## [Exercise prompt]
Return every line below that contains the string "instance".

## [Supplied data]
++++++
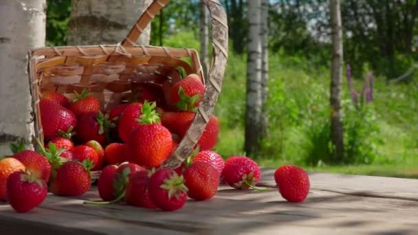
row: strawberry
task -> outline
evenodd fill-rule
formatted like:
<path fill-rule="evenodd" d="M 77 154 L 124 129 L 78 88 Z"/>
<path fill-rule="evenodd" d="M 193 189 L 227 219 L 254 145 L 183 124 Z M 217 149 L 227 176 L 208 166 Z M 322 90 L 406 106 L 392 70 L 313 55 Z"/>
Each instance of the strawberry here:
<path fill-rule="evenodd" d="M 89 113 L 83 115 L 77 123 L 77 137 L 82 142 L 89 140 L 96 140 L 100 144 L 107 142 L 107 134 L 111 128 L 114 128 L 115 124 L 111 123 L 109 120 L 109 114 L 103 114 L 99 111 L 97 113 Z"/>
<path fill-rule="evenodd" d="M 109 113 L 109 120 L 111 120 L 113 124 L 118 125 L 122 113 L 123 113 L 128 105 L 129 104 L 121 104 L 112 109 Z"/>
<path fill-rule="evenodd" d="M 46 183 L 33 175 L 22 171 L 10 175 L 7 181 L 8 200 L 14 210 L 28 212 L 47 197 Z"/>
<path fill-rule="evenodd" d="M 193 112 L 164 112 L 161 118 L 161 123 L 170 131 L 183 138 L 195 115 Z"/>
<path fill-rule="evenodd" d="M 197 146 L 199 146 L 201 150 L 212 150 L 214 148 L 218 140 L 218 134 L 219 133 L 219 120 L 215 116 L 212 116 L 209 119 L 209 122 L 206 124 L 206 127 L 204 131 L 203 134 L 197 142 Z"/>
<path fill-rule="evenodd" d="M 49 143 L 55 144 L 55 146 L 58 149 L 64 148 L 65 150 L 71 150 L 74 148 L 74 144 L 73 144 L 70 139 L 63 137 L 55 137 L 50 140 L 50 142 L 48 142 L 48 144 Z M 48 144 L 45 146 L 45 148 L 48 148 Z"/>
<path fill-rule="evenodd" d="M 210 163 L 193 163 L 183 172 L 187 196 L 198 201 L 208 200 L 217 192 L 220 175 Z"/>
<path fill-rule="evenodd" d="M 218 171 L 219 175 L 222 175 L 222 170 L 225 166 L 225 163 L 222 157 L 215 152 L 210 150 L 204 150 L 199 152 L 195 157 L 193 157 L 193 163 L 204 161 L 211 164 Z"/>
<path fill-rule="evenodd" d="M 116 199 L 113 194 L 113 178 L 118 167 L 115 165 L 106 166 L 102 170 L 98 183 L 99 196 L 103 201 L 112 201 Z"/>
<path fill-rule="evenodd" d="M 157 123 L 160 117 L 155 108 L 155 102 L 144 103 L 141 124 L 131 132 L 126 143 L 128 160 L 148 168 L 161 165 L 173 148 L 171 133 Z"/>
<path fill-rule="evenodd" d="M 100 109 L 100 103 L 94 97 L 87 97 L 89 91 L 85 89 L 81 93 L 74 91 L 76 98 L 71 101 L 68 109 L 71 110 L 77 117 L 81 117 L 89 113 L 97 113 Z"/>
<path fill-rule="evenodd" d="M 147 170 L 136 172 L 131 176 L 125 193 L 125 201 L 127 204 L 146 208 L 157 208 L 149 197 L 149 172 Z"/>
<path fill-rule="evenodd" d="M 104 158 L 108 164 L 120 164 L 126 161 L 125 155 L 126 144 L 112 143 L 104 150 Z"/>
<path fill-rule="evenodd" d="M 57 196 L 80 196 L 90 188 L 90 169 L 93 167 L 89 159 L 67 161 L 56 170 L 56 175 L 51 182 L 50 191 Z"/>
<path fill-rule="evenodd" d="M 89 159 L 94 166 L 92 170 L 97 170 L 95 169 L 98 168 L 99 157 L 94 149 L 85 145 L 79 145 L 73 148 L 72 152 L 73 153 L 73 160 L 82 162 L 85 159 Z"/>
<path fill-rule="evenodd" d="M 243 156 L 228 158 L 225 162 L 222 176 L 226 183 L 237 189 L 253 188 L 261 178 L 258 165 Z"/>
<path fill-rule="evenodd" d="M 138 126 L 140 123 L 136 120 L 142 113 L 142 104 L 133 103 L 129 104 L 120 116 L 119 120 L 119 137 L 124 142 L 128 141 L 128 135 L 132 130 Z"/>
<path fill-rule="evenodd" d="M 282 197 L 291 202 L 303 201 L 309 192 L 308 174 L 295 166 L 283 166 L 274 172 L 274 181 Z"/>
<path fill-rule="evenodd" d="M 105 164 L 104 150 L 103 149 L 103 147 L 102 147 L 100 144 L 96 140 L 90 140 L 87 142 L 85 145 L 93 148 L 96 151 L 96 153 L 97 153 L 98 157 L 97 166 L 94 168 L 96 170 L 101 170 Z"/>
<path fill-rule="evenodd" d="M 25 170 L 26 168 L 18 159 L 0 157 L 0 200 L 6 200 L 6 183 L 9 176 L 14 172 Z"/>
<path fill-rule="evenodd" d="M 172 169 L 157 170 L 149 180 L 148 190 L 151 201 L 163 210 L 180 209 L 187 201 L 184 179 Z"/>
<path fill-rule="evenodd" d="M 190 74 L 173 84 L 170 91 L 173 103 L 182 111 L 195 111 L 204 97 L 205 86 L 196 74 Z"/>
<path fill-rule="evenodd" d="M 60 93 L 50 93 L 47 94 L 43 95 L 42 96 L 43 99 L 50 100 L 57 103 L 58 104 L 67 108 L 69 104 L 69 99 L 68 99 L 65 96 Z"/>
<path fill-rule="evenodd" d="M 30 150 L 14 153 L 12 157 L 25 165 L 26 169 L 32 172 L 34 177 L 45 182 L 50 181 L 51 165 L 45 157 Z"/>
<path fill-rule="evenodd" d="M 41 100 L 41 121 L 45 139 L 57 136 L 59 131 L 66 131 L 77 125 L 76 115 L 50 100 Z"/>

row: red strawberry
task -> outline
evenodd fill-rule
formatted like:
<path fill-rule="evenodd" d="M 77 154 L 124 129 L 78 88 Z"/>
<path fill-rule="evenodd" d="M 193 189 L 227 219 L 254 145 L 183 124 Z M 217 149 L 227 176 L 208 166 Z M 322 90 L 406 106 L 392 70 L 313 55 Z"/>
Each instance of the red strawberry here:
<path fill-rule="evenodd" d="M 115 165 L 107 166 L 103 168 L 99 177 L 98 190 L 99 196 L 103 201 L 112 201 L 116 199 L 113 190 L 113 179 L 118 167 Z"/>
<path fill-rule="evenodd" d="M 188 189 L 187 196 L 203 201 L 212 198 L 217 192 L 220 175 L 210 163 L 193 163 L 183 172 L 184 184 Z"/>
<path fill-rule="evenodd" d="M 94 169 L 96 168 L 96 166 L 98 168 L 99 157 L 94 149 L 85 145 L 79 145 L 73 148 L 72 152 L 73 153 L 73 160 L 82 162 L 85 159 L 89 159 L 94 166 L 92 170 L 97 170 Z"/>
<path fill-rule="evenodd" d="M 197 146 L 201 150 L 211 150 L 214 148 L 218 141 L 218 134 L 219 133 L 219 120 L 215 116 L 210 117 L 209 122 L 201 134 Z"/>
<path fill-rule="evenodd" d="M 140 123 L 136 120 L 141 117 L 142 104 L 133 103 L 129 104 L 120 116 L 119 120 L 119 137 L 124 142 L 128 141 L 128 135 L 132 130 L 138 126 Z"/>
<path fill-rule="evenodd" d="M 100 109 L 100 103 L 94 97 L 87 97 L 89 91 L 83 89 L 81 93 L 74 91 L 76 98 L 71 101 L 68 109 L 71 110 L 77 117 L 81 117 L 89 113 L 97 113 Z"/>
<path fill-rule="evenodd" d="M 41 100 L 41 120 L 45 139 L 54 137 L 60 131 L 66 131 L 75 127 L 77 118 L 69 110 L 50 100 Z"/>
<path fill-rule="evenodd" d="M 222 175 L 222 170 L 225 163 L 222 157 L 215 152 L 210 150 L 201 151 L 193 157 L 193 163 L 204 161 L 211 164 L 218 171 L 219 175 Z"/>
<path fill-rule="evenodd" d="M 205 86 L 196 74 L 190 74 L 171 88 L 171 102 L 182 111 L 193 111 L 204 97 Z"/>
<path fill-rule="evenodd" d="M 125 193 L 125 201 L 129 205 L 146 208 L 156 208 L 149 197 L 149 172 L 139 171 L 129 178 Z"/>
<path fill-rule="evenodd" d="M 68 107 L 68 104 L 69 104 L 69 99 L 60 93 L 50 93 L 45 94 L 42 98 L 52 100 L 58 104 L 66 108 Z"/>
<path fill-rule="evenodd" d="M 0 200 L 6 200 L 7 198 L 6 184 L 9 176 L 14 172 L 25 170 L 25 166 L 15 158 L 0 157 Z"/>
<path fill-rule="evenodd" d="M 104 150 L 104 158 L 108 164 L 120 164 L 126 161 L 126 144 L 112 143 Z"/>
<path fill-rule="evenodd" d="M 157 170 L 149 180 L 148 190 L 151 201 L 163 210 L 180 209 L 187 201 L 184 179 L 172 169 Z"/>
<path fill-rule="evenodd" d="M 129 104 L 121 104 L 112 109 L 110 113 L 109 113 L 109 120 L 113 124 L 118 125 L 120 116 L 122 116 L 122 113 L 123 113 L 128 105 Z"/>
<path fill-rule="evenodd" d="M 232 156 L 228 158 L 225 162 L 222 176 L 226 183 L 237 189 L 250 188 L 261 178 L 258 165 L 251 159 L 243 156 Z"/>
<path fill-rule="evenodd" d="M 51 165 L 45 157 L 30 150 L 15 153 L 12 157 L 25 165 L 26 169 L 32 172 L 34 177 L 45 182 L 50 181 Z"/>
<path fill-rule="evenodd" d="M 89 113 L 78 118 L 77 123 L 77 137 L 82 142 L 96 140 L 100 144 L 107 142 L 106 135 L 115 124 L 109 120 L 109 114 L 102 111 Z"/>
<path fill-rule="evenodd" d="M 161 123 L 170 131 L 183 138 L 195 115 L 193 112 L 164 112 L 161 118 Z"/>
<path fill-rule="evenodd" d="M 10 175 L 7 182 L 8 200 L 18 212 L 28 212 L 47 197 L 48 187 L 42 179 L 22 171 Z"/>
<path fill-rule="evenodd" d="M 274 172 L 274 181 L 282 197 L 291 202 L 301 202 L 309 192 L 308 174 L 295 166 L 283 166 Z"/>
<path fill-rule="evenodd" d="M 57 196 L 80 196 L 90 188 L 91 161 L 67 161 L 56 170 L 51 182 L 50 191 Z"/>
<path fill-rule="evenodd" d="M 126 143 L 128 160 L 148 168 L 161 165 L 173 150 L 171 133 L 157 123 L 160 117 L 155 108 L 155 102 L 144 103 L 141 124 L 131 132 Z"/>
<path fill-rule="evenodd" d="M 104 150 L 103 147 L 96 140 L 90 140 L 86 143 L 86 146 L 94 149 L 97 153 L 98 161 L 97 163 L 97 167 L 95 167 L 94 170 L 101 170 L 104 165 Z"/>
<path fill-rule="evenodd" d="M 55 146 L 58 149 L 64 148 L 66 150 L 71 150 L 74 148 L 74 144 L 70 139 L 62 137 L 55 137 L 50 140 L 48 144 L 49 143 L 52 143 L 55 144 Z M 45 146 L 45 148 L 48 148 L 47 144 Z"/>

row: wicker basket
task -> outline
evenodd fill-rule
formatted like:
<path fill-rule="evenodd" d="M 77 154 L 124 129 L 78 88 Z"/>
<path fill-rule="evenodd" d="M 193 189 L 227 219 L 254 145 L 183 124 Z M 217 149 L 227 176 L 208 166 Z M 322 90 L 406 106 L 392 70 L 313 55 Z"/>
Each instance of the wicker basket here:
<path fill-rule="evenodd" d="M 169 0 L 153 2 L 126 38 L 115 45 L 49 47 L 29 52 L 29 78 L 35 134 L 43 143 L 39 101 L 43 94 L 58 92 L 72 98 L 85 88 L 109 111 L 144 84 L 162 86 L 168 78 L 180 79 L 179 68 L 204 81 L 199 56 L 192 49 L 136 45 L 134 42 Z M 218 96 L 228 57 L 226 14 L 217 0 L 202 0 L 210 13 L 213 57 L 206 91 L 193 123 L 163 166 L 175 167 L 192 151 L 209 121 Z M 182 60 L 191 59 L 191 65 Z"/>

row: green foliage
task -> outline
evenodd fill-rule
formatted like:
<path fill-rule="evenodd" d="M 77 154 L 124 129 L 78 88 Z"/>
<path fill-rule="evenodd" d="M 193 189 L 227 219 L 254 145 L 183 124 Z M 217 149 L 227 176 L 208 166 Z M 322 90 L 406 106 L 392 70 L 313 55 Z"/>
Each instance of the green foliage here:
<path fill-rule="evenodd" d="M 71 0 L 47 1 L 47 45 L 66 45 Z"/>

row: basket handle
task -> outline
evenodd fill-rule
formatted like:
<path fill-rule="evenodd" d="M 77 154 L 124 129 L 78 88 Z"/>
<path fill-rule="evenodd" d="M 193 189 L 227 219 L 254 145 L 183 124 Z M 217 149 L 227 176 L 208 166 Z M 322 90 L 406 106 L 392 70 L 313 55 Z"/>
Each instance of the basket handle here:
<path fill-rule="evenodd" d="M 135 46 L 135 42 L 144 29 L 168 2 L 170 0 L 155 0 L 132 27 L 121 44 L 124 47 Z M 210 68 L 208 73 L 208 82 L 206 82 L 205 94 L 200 102 L 193 122 L 175 151 L 163 164 L 164 167 L 177 167 L 184 161 L 186 157 L 190 154 L 212 116 L 222 87 L 222 79 L 226 66 L 228 51 L 226 13 L 218 0 L 201 0 L 201 2 L 208 9 L 212 23 L 213 52 Z"/>

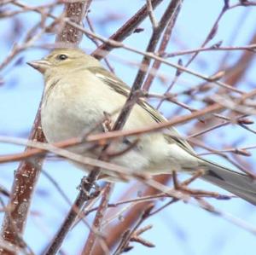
++++++
## [Output below]
Each instance of the strawberry here:
Each instance of the red strawberry here:
Each instance of the wicker basket here:
Each instance of the green foliage here:
Each instance of the basket handle here:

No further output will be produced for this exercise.